(Dataset entries)
▽

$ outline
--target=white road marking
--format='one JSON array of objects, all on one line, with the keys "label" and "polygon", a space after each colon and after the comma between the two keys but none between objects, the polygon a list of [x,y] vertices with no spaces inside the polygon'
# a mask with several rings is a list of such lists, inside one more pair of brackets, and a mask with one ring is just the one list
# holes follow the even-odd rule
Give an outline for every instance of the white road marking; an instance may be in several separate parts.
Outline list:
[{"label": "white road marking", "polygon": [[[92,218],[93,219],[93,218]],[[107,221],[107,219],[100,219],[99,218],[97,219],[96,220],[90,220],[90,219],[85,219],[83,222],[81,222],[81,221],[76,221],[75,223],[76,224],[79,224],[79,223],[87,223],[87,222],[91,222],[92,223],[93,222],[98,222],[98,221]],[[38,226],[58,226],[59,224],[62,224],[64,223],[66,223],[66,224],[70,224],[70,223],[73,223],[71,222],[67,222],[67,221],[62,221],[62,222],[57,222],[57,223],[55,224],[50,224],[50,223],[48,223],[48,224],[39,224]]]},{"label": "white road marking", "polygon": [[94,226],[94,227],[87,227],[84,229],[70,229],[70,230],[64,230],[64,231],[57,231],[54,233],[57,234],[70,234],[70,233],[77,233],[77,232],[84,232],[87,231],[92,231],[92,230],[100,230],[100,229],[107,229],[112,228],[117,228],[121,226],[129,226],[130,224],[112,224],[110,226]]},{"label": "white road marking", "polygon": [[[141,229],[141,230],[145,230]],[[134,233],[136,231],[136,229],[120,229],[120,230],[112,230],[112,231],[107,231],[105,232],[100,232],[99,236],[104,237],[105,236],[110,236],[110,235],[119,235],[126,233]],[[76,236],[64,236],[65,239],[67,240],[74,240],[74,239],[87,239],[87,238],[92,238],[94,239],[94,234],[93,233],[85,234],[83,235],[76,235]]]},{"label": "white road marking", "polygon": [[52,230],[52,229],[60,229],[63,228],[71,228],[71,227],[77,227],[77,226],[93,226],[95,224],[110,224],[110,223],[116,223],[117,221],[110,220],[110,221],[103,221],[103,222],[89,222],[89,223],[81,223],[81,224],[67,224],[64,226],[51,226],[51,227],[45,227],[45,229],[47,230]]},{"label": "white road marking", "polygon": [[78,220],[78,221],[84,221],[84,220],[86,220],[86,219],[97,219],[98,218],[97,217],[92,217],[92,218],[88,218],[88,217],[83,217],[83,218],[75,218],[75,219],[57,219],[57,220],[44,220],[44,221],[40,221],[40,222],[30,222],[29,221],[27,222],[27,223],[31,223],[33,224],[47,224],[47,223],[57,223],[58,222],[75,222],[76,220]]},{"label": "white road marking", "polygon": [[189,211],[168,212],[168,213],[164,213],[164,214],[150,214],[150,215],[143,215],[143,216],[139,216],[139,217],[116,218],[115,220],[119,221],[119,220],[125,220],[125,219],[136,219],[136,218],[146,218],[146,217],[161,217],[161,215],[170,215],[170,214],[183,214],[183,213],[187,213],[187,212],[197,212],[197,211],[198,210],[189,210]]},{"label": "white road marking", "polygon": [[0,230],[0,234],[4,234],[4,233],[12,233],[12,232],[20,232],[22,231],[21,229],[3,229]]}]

△

• **What you will do**
Copy the records above, swapping "separate parts" for "disjoint pieces" and leaving everything else unchanged.

• **Answer to the exercise**
$ outline
--target=white road marking
--format='one JSON array of objects, all on one line, with the keys "label" and "polygon", a space after each colon and after the comma between the two keys but none between objects, the polygon a list of [x,y] vertices with no spaces inside the polygon'
# a mask with several rings is a list of such lists, inside one more pair of brackets, and a mask with one ring is just the one list
# holes follow the even-odd rule
Give an outline for every instance of the white road marking; an instance may be in several disjoint pieces.
Outline list:
[{"label": "white road marking", "polygon": [[[92,218],[93,219],[93,218]],[[107,221],[107,219],[100,219],[99,218],[97,219],[96,220],[90,220],[90,219],[85,219],[83,222],[81,222],[81,221],[76,221],[75,223],[76,224],[79,224],[79,223],[87,223],[87,222],[91,222],[92,223],[93,222],[98,222],[98,221]],[[38,226],[58,226],[59,224],[62,224],[64,223],[66,223],[66,224],[70,224],[70,223],[73,223],[71,222],[67,222],[67,221],[62,221],[62,222],[57,222],[57,223],[55,224],[50,224],[50,223],[48,223],[48,224],[39,224]]]},{"label": "white road marking", "polygon": [[94,226],[94,227],[87,227],[84,229],[70,229],[70,230],[64,230],[64,231],[57,231],[54,233],[57,234],[70,234],[70,233],[77,233],[77,232],[84,232],[87,231],[92,231],[92,230],[100,230],[100,229],[107,229],[112,228],[117,228],[121,226],[129,226],[130,224],[112,224],[110,226]]},{"label": "white road marking", "polygon": [[[141,229],[141,230],[145,230]],[[134,233],[136,231],[136,229],[120,229],[120,230],[112,230],[112,231],[107,231],[105,232],[100,232],[99,236],[104,237],[105,236],[110,236],[110,235],[119,235],[126,233]],[[76,236],[64,236],[65,239],[67,240],[74,240],[74,239],[87,239],[87,238],[92,238],[94,239],[94,234],[93,233],[85,234],[83,235],[76,235]]]},{"label": "white road marking", "polygon": [[52,230],[52,229],[60,229],[63,228],[71,228],[71,227],[77,227],[77,226],[93,226],[95,224],[110,224],[110,223],[116,223],[117,221],[110,220],[110,221],[103,221],[103,222],[89,222],[89,223],[81,223],[81,224],[67,224],[64,226],[51,226],[51,227],[45,227],[45,229],[47,230]]},{"label": "white road marking", "polygon": [[78,220],[78,221],[84,221],[84,220],[86,220],[86,219],[97,219],[98,218],[97,217],[92,217],[92,218],[88,218],[88,217],[83,217],[83,218],[75,218],[75,219],[57,219],[57,220],[44,220],[44,221],[40,221],[40,222],[30,222],[29,221],[27,222],[27,223],[31,223],[33,224],[47,224],[47,223],[57,223],[58,222],[75,222],[76,220]]},{"label": "white road marking", "polygon": [[189,211],[168,212],[168,213],[164,213],[164,214],[150,214],[150,215],[143,215],[143,216],[139,216],[139,217],[116,218],[115,220],[119,221],[119,220],[125,220],[125,219],[136,219],[136,218],[146,218],[146,217],[161,217],[161,215],[170,215],[170,214],[183,214],[183,213],[187,213],[187,212],[197,212],[197,211],[198,210],[189,210]]},{"label": "white road marking", "polygon": [[0,230],[0,234],[4,234],[4,233],[12,233],[12,232],[20,232],[22,231],[21,229],[3,229]]}]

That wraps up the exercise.